> Domande:
**A)** Nel testo sulla crisi umanitaria a Gaza, con quale paese la Francia organizzerà una conferenza internazionale a giugno?
**B)** Prosegui il testo sulla crisi umanitaria a Gaza dopo la sua ultima frase.

── Testo da esaminare

Guterres ha anche condannato gli attacchi contro il personale ONU, chiedendo “accountability piena” e sottolineando che “l’assistenza umanitaria è non negoziabile” e che Israele “deve proteggere i civili e consentire l’accesso umanitario senza eccezioni, inclusa l’attività vitale dell’UNRWA”.

Ad aprire la riunione, il ministro francese degli Esteri Jean-Noël Barrot, ha ribadito la priorità di Parigi: “Mettere fine alle ostilità per alleviare le sofferenze dei civili”. Barrot ha chiesto un cessate il fuoco immediato a Gaza, il mantenimento della tregua in Libano e ha annunciato che, insieme all’Arabia Saudita, la Francia organizzerà una conferenza internazionale a giugno per rilanciare la soluzione a due Stati. “La situazione è catastrofica – ha dichiarato – e Israele deve revocare tutte le restrizioni all’ingresso degli aiuti”.
Tra gli interventi più accesi quello dell’ambasciatore russo Vassily Nebenzia, che ha denunciato l’uso dell’assistenza umanitaria “come moneta di scambi” nei negoziati, accusando Israele di aggravare artificialmente la crisi con il blocco a UNRWA e la paralisi dell’ingresso di 3.000 camion carichi di aiuti.
Non meno duro l’ambasciatore algerino Amar Bendjama, che ha parlato di “uno dei più gravi fallimenti umanitari della nostra generazione”. Ha accusato il Consiglio di Sicurezza di non essere riuscito a fermare l’impunità israeliana e ha chiesto “un cessate il fuoco immediato prima che sia troppo tardi”.

────
── Dati di origine

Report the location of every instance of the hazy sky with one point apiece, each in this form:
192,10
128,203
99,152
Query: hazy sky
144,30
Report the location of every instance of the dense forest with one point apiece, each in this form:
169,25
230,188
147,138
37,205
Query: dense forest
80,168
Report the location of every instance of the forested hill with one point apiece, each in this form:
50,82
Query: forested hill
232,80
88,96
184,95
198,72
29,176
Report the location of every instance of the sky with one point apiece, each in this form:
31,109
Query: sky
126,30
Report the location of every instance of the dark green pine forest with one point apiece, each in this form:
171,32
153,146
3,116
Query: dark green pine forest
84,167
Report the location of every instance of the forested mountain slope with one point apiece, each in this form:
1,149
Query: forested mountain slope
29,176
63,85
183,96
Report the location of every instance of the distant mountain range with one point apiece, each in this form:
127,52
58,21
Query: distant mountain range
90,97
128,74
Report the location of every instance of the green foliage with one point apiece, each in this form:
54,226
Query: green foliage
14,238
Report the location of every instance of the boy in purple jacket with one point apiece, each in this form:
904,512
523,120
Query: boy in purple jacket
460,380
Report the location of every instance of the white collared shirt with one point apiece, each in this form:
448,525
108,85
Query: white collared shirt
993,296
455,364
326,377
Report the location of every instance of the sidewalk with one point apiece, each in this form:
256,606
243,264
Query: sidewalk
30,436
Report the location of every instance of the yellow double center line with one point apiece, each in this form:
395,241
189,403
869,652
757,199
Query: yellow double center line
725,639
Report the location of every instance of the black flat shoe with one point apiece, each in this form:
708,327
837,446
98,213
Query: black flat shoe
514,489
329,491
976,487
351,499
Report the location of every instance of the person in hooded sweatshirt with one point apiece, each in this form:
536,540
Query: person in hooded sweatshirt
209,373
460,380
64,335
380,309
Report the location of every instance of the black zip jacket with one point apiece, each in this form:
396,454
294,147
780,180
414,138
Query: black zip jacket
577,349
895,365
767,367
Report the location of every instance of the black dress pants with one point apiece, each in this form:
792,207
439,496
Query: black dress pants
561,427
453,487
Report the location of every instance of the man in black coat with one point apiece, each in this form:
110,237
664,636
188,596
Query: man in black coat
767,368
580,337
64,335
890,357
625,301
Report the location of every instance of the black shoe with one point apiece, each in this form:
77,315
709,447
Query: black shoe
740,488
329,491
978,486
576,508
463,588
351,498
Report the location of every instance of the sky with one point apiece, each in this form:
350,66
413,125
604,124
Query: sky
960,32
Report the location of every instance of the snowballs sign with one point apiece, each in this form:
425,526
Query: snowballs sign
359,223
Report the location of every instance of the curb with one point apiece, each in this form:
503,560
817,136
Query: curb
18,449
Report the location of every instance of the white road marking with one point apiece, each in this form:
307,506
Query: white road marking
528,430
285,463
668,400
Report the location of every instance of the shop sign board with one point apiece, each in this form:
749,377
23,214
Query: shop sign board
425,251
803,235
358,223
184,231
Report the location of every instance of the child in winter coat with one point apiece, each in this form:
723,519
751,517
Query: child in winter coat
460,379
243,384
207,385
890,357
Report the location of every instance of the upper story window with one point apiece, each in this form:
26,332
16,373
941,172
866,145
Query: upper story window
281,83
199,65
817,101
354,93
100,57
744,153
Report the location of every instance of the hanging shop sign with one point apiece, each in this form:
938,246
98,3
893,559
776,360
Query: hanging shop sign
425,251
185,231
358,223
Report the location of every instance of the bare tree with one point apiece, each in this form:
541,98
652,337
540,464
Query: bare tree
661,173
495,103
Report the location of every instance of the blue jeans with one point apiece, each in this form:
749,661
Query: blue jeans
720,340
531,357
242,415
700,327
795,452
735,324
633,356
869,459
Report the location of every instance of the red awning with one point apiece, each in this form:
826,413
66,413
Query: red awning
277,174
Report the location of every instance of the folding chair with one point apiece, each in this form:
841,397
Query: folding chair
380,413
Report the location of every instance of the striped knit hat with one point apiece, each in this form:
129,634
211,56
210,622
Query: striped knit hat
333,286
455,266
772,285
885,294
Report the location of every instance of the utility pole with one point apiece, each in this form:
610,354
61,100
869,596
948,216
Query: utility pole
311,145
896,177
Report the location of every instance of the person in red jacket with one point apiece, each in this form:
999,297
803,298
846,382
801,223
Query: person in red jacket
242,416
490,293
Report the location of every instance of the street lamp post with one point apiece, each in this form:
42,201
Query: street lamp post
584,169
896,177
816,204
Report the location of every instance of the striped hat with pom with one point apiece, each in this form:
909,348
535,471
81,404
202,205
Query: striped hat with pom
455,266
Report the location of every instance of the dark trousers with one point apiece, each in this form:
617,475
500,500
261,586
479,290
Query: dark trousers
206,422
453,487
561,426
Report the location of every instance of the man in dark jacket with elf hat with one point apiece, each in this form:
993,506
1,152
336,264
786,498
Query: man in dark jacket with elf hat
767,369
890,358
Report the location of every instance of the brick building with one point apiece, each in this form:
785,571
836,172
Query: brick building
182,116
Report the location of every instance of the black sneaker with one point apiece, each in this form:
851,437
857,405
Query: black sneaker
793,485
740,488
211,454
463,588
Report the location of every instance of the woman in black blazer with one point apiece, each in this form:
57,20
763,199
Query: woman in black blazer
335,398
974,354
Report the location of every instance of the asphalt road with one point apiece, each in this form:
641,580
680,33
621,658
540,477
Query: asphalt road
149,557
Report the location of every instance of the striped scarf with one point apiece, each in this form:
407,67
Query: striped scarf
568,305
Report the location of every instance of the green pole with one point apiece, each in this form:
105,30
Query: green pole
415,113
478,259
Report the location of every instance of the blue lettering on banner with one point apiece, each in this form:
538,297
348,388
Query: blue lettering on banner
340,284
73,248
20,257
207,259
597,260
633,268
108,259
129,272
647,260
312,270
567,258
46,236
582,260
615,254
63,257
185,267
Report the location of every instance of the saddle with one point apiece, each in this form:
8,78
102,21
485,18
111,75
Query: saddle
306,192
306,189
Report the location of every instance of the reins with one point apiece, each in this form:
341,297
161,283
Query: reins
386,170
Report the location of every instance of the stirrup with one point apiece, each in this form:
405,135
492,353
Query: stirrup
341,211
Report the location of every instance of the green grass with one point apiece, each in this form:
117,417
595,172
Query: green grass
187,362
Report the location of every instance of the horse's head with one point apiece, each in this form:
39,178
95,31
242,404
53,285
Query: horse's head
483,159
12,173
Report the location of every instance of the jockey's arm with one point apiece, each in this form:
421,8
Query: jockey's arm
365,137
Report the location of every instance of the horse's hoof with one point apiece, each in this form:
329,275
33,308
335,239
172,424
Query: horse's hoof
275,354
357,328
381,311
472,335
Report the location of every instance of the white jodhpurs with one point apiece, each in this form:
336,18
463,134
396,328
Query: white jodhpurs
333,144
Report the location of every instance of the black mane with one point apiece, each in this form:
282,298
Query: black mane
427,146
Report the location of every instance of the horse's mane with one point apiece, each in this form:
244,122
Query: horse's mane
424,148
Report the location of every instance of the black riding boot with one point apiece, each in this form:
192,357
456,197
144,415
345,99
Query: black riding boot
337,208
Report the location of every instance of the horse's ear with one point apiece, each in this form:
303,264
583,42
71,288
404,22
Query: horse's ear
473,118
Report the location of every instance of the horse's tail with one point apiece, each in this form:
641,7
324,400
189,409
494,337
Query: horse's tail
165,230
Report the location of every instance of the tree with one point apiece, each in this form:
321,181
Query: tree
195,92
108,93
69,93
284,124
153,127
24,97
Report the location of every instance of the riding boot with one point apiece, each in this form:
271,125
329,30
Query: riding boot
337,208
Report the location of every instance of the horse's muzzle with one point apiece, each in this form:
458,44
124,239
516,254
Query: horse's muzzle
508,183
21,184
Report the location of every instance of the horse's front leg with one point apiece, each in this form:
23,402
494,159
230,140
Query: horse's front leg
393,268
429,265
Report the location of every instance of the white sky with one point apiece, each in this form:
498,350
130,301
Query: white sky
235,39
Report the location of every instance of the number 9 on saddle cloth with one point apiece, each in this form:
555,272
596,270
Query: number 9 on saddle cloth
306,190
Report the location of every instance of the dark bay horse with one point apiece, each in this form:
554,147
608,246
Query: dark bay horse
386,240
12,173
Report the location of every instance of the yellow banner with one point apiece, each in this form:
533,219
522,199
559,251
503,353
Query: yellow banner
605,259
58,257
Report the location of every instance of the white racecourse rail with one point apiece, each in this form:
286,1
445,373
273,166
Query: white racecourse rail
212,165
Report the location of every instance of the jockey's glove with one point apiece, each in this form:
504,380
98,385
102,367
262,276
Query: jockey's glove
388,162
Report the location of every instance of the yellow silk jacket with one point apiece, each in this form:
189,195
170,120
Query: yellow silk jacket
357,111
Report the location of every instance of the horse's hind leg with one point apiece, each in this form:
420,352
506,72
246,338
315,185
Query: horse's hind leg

────

> Risposte:
**A)** Con l'Arabia Saudita.

**B)**
Il Pakistan, con l’ambasciatore Asim Iftikhar Ahmad ha denunciato “la distruzione sistematica di un popolo e l’annientamento del diritto all’esistenza di una nazione”, definendo «orrenda» la distruzione dell’ospedale al-Ahli. Ha chiesto il ritorno al cessate il fuoco, l’accesso umanitario completo e il riconoscimento politico dello Stato palestinese.
Sul fronte occidentale, l’ambasciatrice americana Dorothy Shea ha ribadito il sostegno di Washington al flusso di aiuti umanitari, ma ha puntato il dito contro Hamas per aver bloccato le trattative per una tregua: “Due settimane fa Hamas ha rifiutato una proposta che avrebbe portato al rilascio degli ostaggi”.
Anche Lord Ray Collins, rappresentante del Regno Unito, ha chiesto il ripristino del cessate il fuoco e un accesso pieno e sicuro per gli operatori umanitari. “È inaccettabile che Israele abbia bloccato gli aiuti per quasi due mesi”, ha detto, sottolineando il dramma della fame a Gaza.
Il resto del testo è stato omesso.